◆ Required work ◆
Return each line of the records with nothing changed, pictures excepted.

◆ Task inputs ◆
begin

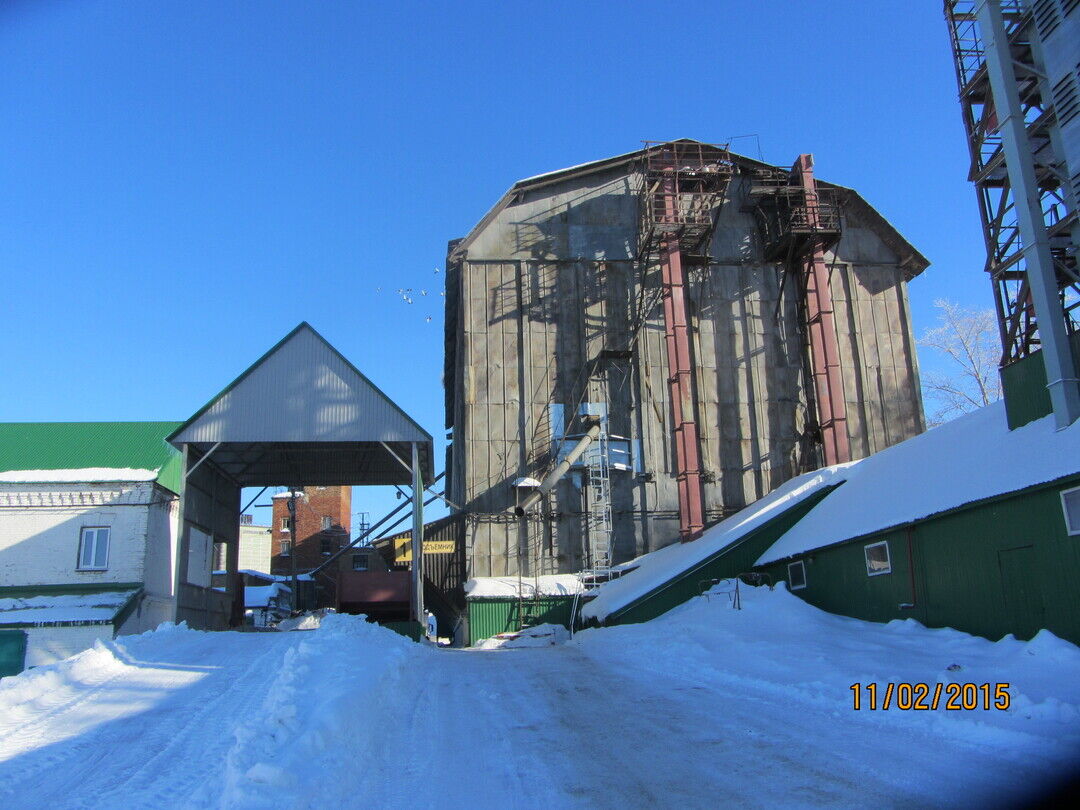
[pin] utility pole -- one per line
(292, 555)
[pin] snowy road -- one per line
(704, 707)
(138, 731)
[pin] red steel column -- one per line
(691, 510)
(824, 352)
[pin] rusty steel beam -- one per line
(691, 498)
(821, 325)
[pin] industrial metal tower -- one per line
(1017, 76)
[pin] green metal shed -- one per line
(1001, 565)
(12, 651)
(490, 616)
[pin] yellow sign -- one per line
(403, 548)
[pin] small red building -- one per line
(366, 584)
(322, 527)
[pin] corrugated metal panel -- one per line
(490, 617)
(1024, 383)
(1002, 566)
(304, 390)
(81, 445)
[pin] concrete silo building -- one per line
(690, 326)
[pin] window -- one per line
(1070, 505)
(877, 558)
(94, 549)
(796, 576)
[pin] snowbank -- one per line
(313, 715)
(781, 658)
(558, 584)
(542, 635)
(76, 476)
(970, 458)
(656, 568)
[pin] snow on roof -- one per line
(54, 608)
(77, 475)
(964, 460)
(557, 584)
(656, 568)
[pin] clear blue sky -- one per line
(181, 183)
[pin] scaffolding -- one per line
(1006, 260)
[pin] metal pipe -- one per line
(553, 477)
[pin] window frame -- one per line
(866, 558)
(1071, 531)
(108, 548)
(801, 565)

end

◆ Reply ◆
[pin] utility pole -- one per line
(292, 555)
[pin] snowy road -- one per line
(704, 707)
(138, 731)
[pin] red steel column -- one per line
(691, 510)
(824, 352)
[pin] rusty steel beam -- one per line
(691, 498)
(821, 325)
[pin] industrial metal tower -- one per line
(1017, 76)
[pin] green metal shed -- one per line
(1001, 565)
(12, 651)
(490, 616)
[pin] yellow sign -- one per line
(403, 548)
[pin] small red building -- one per line
(366, 584)
(322, 527)
[pin] corrugated metal panel -- one per line
(490, 617)
(1024, 383)
(1002, 566)
(304, 390)
(81, 445)
[pin] concrete silo building -- one per line
(690, 326)
[pin] window -- one per line
(1070, 505)
(877, 558)
(94, 549)
(796, 576)
[pin] snowbank -- one per line
(313, 715)
(781, 658)
(558, 584)
(542, 635)
(76, 476)
(970, 458)
(656, 568)
[pin] snow on roof -- one per line
(54, 608)
(77, 475)
(964, 460)
(557, 584)
(656, 568)
[pin] clear blue sky -- one per line
(181, 183)
[pin] scaffolding -- one per line
(1006, 260)
[pin] metal pipe -- one per line
(553, 477)
[pin] window frame -- one per line
(866, 558)
(1071, 531)
(108, 548)
(801, 565)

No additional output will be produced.